**Problem statement**
Reproduce word for word the lines of the records that begin with the line containing "Mark the utility" and run through the line containing "[1094, 329]", including both of those lines.

%%

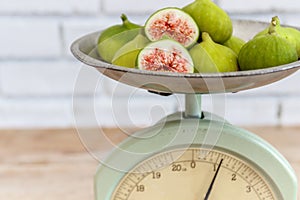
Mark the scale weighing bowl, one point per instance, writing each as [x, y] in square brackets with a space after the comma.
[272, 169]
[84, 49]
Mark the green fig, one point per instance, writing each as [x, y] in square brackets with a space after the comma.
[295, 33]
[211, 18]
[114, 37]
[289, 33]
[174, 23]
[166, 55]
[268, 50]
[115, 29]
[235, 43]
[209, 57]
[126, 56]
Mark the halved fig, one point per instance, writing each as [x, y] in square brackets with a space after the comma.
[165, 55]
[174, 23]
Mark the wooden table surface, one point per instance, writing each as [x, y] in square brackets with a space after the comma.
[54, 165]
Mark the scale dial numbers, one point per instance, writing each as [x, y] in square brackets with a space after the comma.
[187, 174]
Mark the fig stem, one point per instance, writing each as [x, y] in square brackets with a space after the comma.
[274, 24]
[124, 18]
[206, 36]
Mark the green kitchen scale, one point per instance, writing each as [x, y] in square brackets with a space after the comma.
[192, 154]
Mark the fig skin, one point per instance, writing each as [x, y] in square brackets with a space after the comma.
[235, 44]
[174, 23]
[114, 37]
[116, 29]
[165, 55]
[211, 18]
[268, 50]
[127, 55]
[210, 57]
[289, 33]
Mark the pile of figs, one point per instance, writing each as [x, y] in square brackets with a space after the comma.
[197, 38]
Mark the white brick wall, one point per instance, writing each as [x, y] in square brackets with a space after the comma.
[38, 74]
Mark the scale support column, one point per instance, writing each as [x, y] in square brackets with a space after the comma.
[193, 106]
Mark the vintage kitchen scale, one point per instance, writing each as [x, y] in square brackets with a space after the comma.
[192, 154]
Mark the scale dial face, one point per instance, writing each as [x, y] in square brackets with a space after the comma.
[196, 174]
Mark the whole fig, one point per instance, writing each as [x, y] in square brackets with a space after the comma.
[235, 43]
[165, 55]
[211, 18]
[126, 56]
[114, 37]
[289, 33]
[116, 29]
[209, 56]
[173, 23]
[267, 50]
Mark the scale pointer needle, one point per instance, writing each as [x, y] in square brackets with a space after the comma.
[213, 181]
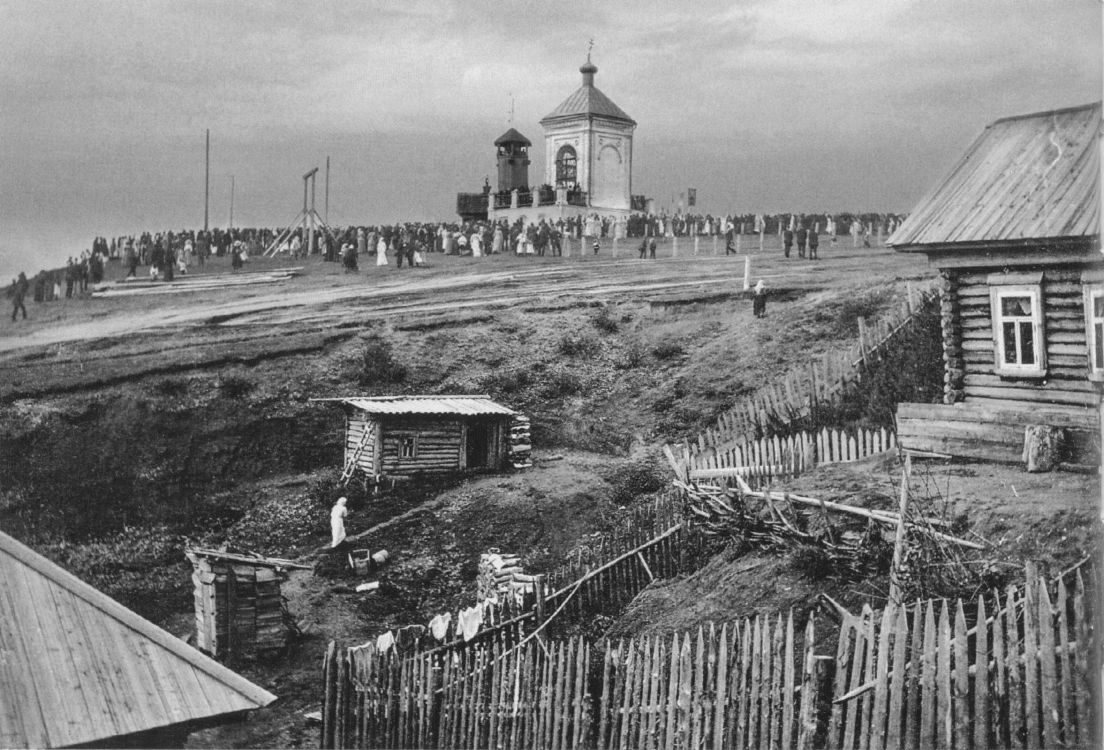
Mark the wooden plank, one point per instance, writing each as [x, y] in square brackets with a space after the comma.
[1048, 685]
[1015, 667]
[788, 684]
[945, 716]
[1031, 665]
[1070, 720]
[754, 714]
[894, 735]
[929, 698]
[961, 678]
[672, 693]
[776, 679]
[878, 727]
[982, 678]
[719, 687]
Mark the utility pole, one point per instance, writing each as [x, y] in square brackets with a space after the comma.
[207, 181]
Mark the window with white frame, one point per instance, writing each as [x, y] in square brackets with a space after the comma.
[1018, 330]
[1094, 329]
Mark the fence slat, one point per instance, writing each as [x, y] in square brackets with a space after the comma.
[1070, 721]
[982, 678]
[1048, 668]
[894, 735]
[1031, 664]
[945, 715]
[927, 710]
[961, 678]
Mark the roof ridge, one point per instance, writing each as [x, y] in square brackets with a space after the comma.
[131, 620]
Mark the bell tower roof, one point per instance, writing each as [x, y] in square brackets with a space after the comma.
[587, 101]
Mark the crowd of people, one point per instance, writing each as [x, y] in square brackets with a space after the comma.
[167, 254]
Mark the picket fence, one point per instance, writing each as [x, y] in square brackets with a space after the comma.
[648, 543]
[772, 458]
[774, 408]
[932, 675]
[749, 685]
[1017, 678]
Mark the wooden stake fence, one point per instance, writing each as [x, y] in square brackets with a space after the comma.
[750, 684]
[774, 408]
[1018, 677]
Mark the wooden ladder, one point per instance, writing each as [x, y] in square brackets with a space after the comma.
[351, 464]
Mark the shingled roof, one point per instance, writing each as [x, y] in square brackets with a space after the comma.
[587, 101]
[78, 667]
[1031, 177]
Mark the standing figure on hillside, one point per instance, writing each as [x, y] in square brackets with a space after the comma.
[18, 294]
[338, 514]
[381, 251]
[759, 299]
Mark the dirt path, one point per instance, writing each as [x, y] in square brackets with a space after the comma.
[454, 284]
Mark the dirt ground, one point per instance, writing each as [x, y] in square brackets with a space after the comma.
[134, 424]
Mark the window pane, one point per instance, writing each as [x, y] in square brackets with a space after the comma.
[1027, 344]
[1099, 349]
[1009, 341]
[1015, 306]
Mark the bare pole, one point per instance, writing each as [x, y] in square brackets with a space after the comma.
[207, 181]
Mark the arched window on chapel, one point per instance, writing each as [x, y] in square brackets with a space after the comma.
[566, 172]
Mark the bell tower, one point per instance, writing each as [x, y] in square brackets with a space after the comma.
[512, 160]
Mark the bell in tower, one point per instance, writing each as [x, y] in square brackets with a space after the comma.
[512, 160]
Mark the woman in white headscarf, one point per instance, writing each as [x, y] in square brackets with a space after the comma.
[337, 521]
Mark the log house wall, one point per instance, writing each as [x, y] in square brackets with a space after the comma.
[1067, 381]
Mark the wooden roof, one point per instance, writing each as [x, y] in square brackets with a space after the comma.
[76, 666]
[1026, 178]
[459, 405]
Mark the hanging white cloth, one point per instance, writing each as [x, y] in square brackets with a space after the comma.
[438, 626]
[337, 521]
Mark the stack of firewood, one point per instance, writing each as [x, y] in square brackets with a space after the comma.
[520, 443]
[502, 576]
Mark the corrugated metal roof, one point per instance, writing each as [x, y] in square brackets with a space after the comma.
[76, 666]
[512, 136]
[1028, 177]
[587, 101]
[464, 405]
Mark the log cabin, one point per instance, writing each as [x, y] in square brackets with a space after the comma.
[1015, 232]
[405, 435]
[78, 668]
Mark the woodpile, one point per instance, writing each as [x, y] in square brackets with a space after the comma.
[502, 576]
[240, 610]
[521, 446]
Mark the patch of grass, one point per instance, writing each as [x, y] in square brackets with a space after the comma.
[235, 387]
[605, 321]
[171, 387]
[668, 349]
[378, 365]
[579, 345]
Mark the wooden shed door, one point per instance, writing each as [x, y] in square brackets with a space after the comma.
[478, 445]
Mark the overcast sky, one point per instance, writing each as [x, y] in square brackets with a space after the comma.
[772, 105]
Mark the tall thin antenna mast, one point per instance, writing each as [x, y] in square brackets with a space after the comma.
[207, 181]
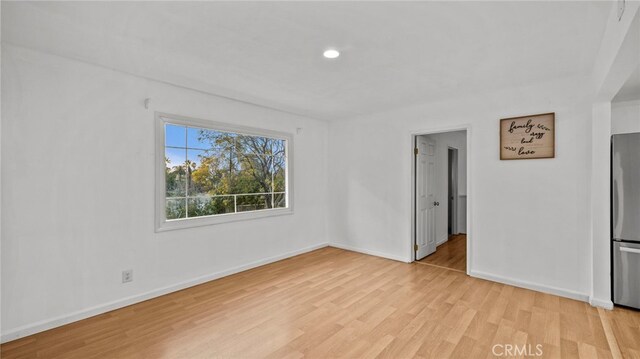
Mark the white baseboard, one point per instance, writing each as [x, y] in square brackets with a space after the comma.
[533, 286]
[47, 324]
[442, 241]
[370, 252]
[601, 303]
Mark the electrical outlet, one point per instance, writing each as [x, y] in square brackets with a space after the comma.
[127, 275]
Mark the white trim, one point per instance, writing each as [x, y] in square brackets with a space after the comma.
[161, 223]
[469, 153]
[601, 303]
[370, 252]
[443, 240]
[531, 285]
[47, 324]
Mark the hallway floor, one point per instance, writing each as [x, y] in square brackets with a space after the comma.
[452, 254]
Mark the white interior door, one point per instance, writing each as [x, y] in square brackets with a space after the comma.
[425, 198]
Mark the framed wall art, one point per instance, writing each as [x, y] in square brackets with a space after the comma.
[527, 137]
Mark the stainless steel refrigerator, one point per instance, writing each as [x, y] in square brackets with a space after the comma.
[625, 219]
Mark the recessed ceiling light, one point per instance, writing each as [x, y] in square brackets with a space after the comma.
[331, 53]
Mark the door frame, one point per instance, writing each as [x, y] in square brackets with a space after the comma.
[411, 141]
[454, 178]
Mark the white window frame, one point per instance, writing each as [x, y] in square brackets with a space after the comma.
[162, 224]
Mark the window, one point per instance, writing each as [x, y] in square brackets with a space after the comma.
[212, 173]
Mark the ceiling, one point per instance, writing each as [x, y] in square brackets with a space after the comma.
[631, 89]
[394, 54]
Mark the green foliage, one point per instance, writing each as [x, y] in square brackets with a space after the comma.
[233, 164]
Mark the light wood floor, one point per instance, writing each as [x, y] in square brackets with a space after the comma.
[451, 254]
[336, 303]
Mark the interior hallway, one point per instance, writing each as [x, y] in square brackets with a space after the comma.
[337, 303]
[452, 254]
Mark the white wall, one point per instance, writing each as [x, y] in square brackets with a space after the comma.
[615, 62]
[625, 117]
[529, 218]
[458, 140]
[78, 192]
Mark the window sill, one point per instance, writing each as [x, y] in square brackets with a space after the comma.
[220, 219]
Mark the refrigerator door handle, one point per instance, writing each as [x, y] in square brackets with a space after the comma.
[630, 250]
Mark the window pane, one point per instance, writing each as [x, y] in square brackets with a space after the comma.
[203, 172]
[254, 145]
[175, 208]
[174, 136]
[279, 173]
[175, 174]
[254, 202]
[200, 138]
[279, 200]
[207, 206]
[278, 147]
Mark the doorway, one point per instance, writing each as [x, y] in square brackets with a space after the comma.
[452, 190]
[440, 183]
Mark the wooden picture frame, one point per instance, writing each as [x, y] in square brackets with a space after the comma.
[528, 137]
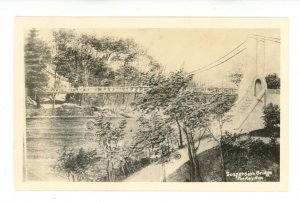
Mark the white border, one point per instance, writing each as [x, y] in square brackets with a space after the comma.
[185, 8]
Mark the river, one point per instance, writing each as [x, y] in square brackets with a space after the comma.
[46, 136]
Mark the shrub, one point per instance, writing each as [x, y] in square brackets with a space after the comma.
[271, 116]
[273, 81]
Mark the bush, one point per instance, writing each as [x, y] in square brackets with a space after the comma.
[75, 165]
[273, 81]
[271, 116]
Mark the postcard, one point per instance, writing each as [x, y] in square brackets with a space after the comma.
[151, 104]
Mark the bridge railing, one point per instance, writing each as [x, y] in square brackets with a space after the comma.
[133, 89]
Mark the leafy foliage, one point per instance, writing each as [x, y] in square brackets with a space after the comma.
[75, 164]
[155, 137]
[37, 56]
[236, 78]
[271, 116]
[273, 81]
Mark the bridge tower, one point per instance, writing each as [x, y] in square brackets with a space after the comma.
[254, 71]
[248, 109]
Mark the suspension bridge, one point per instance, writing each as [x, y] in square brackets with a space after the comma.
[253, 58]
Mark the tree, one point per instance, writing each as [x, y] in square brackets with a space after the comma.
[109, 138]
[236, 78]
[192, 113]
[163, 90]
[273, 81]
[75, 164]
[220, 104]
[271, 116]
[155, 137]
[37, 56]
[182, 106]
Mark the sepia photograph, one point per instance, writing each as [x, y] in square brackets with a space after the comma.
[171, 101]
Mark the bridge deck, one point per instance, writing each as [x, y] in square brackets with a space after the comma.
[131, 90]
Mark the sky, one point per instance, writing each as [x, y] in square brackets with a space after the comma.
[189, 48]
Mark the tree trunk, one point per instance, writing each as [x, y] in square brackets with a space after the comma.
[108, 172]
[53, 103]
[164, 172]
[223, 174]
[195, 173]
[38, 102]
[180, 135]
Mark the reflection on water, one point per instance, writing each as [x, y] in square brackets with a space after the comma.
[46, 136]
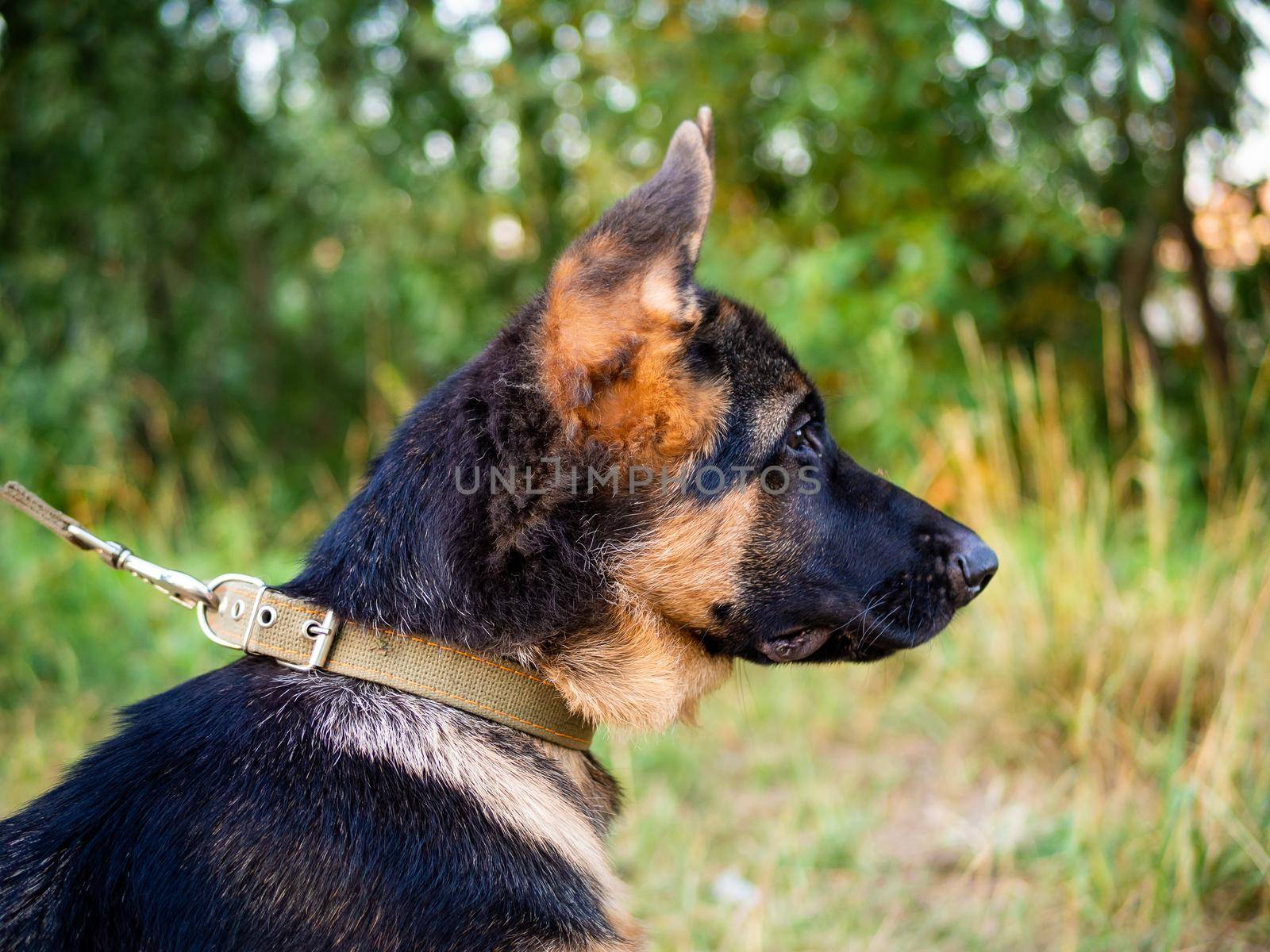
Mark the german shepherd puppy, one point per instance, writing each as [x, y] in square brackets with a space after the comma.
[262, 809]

%%

**Full response**
Mark the utility pole, one point per instance, writing each as [x, y] in square brackets with a space after the comma.
[207, 181]
Mark the window with white frame, one point per instance, writing each as [x, y] in square brackets with a space after the comma.
[1018, 330]
[1094, 329]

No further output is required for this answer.